THE PROBLEM = Using the entries below, return word for word the lines from the one containing "Each instance of the shadow" up to and including the last.

* begin RECORDS SUPPLIED *

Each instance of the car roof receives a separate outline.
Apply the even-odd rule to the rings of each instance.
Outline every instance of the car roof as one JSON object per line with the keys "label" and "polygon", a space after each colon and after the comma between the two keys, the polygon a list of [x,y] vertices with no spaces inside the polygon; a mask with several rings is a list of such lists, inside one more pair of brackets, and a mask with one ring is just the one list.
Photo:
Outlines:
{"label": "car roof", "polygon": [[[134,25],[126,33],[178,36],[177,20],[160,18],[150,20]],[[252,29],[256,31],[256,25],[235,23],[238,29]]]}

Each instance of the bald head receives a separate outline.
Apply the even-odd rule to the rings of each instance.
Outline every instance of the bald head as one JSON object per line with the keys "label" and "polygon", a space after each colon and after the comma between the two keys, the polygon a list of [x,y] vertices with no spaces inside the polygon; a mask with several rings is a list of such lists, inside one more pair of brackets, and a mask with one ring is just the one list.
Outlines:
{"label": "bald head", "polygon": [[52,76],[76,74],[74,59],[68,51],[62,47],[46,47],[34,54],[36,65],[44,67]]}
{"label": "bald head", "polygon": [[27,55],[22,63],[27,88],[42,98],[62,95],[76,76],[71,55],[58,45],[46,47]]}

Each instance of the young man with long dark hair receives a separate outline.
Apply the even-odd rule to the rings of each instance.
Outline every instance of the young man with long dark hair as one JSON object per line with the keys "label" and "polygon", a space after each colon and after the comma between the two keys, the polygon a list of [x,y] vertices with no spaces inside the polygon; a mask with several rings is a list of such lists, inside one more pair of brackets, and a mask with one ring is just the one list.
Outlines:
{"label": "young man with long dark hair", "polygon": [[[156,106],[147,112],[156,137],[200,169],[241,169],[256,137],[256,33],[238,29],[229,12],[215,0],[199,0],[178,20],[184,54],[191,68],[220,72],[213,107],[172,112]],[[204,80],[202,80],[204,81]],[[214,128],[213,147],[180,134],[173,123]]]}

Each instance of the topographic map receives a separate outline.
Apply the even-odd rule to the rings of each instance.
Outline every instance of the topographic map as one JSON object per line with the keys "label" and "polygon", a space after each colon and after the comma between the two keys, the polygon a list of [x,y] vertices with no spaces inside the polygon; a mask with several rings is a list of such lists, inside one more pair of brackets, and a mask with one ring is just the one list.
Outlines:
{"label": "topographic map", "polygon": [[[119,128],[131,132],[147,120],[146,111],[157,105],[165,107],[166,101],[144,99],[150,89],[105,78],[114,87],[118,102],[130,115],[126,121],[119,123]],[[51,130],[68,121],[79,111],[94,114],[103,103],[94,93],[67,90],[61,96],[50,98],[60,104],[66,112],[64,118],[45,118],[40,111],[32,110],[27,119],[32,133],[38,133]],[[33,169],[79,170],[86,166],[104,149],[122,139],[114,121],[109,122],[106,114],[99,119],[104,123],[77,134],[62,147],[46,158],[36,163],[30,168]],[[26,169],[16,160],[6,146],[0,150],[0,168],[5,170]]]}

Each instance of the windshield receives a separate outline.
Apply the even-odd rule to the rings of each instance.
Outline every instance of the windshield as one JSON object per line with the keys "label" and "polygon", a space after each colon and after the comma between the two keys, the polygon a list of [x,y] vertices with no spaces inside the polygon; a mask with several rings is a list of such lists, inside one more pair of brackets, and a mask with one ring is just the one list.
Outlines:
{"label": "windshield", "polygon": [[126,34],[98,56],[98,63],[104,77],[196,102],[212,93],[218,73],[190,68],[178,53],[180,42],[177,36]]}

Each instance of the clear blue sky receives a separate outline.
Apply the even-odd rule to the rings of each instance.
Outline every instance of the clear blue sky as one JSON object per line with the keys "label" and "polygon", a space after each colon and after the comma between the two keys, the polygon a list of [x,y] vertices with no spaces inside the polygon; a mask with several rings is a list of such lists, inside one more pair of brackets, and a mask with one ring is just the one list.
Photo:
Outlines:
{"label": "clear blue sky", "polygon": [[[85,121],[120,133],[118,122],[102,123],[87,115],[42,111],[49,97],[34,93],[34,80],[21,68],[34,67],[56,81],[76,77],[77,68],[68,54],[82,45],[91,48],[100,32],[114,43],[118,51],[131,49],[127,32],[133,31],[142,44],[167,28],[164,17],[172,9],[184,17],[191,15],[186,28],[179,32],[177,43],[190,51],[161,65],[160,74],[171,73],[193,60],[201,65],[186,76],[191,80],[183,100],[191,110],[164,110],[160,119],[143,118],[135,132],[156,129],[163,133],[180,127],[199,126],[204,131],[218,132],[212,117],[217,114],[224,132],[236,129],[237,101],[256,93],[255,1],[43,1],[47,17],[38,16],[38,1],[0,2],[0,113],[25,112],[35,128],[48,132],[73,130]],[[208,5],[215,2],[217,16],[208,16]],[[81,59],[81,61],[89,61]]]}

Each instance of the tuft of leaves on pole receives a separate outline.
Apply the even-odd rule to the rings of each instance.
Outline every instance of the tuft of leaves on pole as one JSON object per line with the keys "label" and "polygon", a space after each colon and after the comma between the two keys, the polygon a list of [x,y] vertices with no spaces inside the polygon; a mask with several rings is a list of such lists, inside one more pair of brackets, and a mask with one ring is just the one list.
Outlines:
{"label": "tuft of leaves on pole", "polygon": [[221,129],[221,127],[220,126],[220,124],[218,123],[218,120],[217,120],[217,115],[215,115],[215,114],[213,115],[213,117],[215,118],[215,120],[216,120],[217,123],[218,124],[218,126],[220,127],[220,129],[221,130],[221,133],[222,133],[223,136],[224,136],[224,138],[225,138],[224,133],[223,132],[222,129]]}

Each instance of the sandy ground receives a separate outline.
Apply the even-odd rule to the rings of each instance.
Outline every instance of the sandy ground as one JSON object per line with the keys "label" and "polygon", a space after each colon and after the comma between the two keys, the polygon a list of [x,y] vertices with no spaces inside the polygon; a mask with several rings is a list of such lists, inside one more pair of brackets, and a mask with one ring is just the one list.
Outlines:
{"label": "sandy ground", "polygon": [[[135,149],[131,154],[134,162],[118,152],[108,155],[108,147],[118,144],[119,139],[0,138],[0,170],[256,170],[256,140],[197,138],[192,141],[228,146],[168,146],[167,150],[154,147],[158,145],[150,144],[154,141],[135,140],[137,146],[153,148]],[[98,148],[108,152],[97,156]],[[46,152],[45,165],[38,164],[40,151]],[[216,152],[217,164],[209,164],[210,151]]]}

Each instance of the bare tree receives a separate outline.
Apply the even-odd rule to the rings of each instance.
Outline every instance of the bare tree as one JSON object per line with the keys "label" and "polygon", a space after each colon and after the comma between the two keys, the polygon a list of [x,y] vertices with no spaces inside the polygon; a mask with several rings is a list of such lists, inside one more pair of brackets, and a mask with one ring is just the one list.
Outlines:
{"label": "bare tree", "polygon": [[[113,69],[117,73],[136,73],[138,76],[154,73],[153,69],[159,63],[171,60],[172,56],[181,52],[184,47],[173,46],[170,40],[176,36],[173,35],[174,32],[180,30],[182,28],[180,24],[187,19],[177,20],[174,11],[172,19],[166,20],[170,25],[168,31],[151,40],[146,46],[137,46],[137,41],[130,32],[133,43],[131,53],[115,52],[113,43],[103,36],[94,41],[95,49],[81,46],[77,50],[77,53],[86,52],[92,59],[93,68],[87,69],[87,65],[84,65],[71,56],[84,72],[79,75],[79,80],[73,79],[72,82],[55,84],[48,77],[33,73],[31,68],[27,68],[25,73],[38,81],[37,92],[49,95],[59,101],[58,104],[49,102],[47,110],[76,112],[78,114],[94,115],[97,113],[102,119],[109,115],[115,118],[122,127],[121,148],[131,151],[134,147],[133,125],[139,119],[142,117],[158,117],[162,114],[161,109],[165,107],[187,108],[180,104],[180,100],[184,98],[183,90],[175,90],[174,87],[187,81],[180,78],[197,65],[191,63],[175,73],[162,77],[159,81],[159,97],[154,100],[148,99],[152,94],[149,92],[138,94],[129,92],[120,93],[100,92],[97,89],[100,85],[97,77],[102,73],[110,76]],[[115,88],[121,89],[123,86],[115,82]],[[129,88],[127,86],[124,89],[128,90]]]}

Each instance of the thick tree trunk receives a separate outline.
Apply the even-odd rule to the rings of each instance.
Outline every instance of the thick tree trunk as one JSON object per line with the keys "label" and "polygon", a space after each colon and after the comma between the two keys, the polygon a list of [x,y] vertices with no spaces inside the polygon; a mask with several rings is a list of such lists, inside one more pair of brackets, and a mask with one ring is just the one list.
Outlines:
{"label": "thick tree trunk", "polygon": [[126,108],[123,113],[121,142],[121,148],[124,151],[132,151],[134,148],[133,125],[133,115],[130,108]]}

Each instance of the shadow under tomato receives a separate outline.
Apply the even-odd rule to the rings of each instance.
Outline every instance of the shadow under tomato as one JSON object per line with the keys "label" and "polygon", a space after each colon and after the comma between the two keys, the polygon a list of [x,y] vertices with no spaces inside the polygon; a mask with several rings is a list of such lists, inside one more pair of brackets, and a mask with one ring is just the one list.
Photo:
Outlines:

* end RECORDS SUPPLIED *

COMPLETED TASK =
Each instance of the shadow under tomato receives a separate outline.
Apply the even-odd rule to the rings of each instance.
Outline every instance of the shadow under tomato as one JSON object per line with the keys "label" and "polygon", a space after each colon and after the comma between the two keys, the polygon a list of [x,y] vertices with no spaces inside the polygon; a mask with several rings is a list of such lists, inside one more pair of brackets, and a mask with one ring is just the one list.
Photo:
Outlines:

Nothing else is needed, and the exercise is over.